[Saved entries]
== Segment start ==
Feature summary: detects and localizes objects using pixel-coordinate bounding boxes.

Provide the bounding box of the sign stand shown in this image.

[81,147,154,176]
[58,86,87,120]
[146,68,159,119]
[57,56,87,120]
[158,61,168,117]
== Segment end ==
▶ [Problem description]:
Once the line with "Provide the bounding" is located in the data above, repeat it and every later line through the end, exactly.

▶ [Solved exercise]:
Provide the bounding box of the sign stand shown in this image.

[81,147,154,176]
[58,86,87,120]
[146,68,159,119]
[57,56,87,120]
[158,61,168,117]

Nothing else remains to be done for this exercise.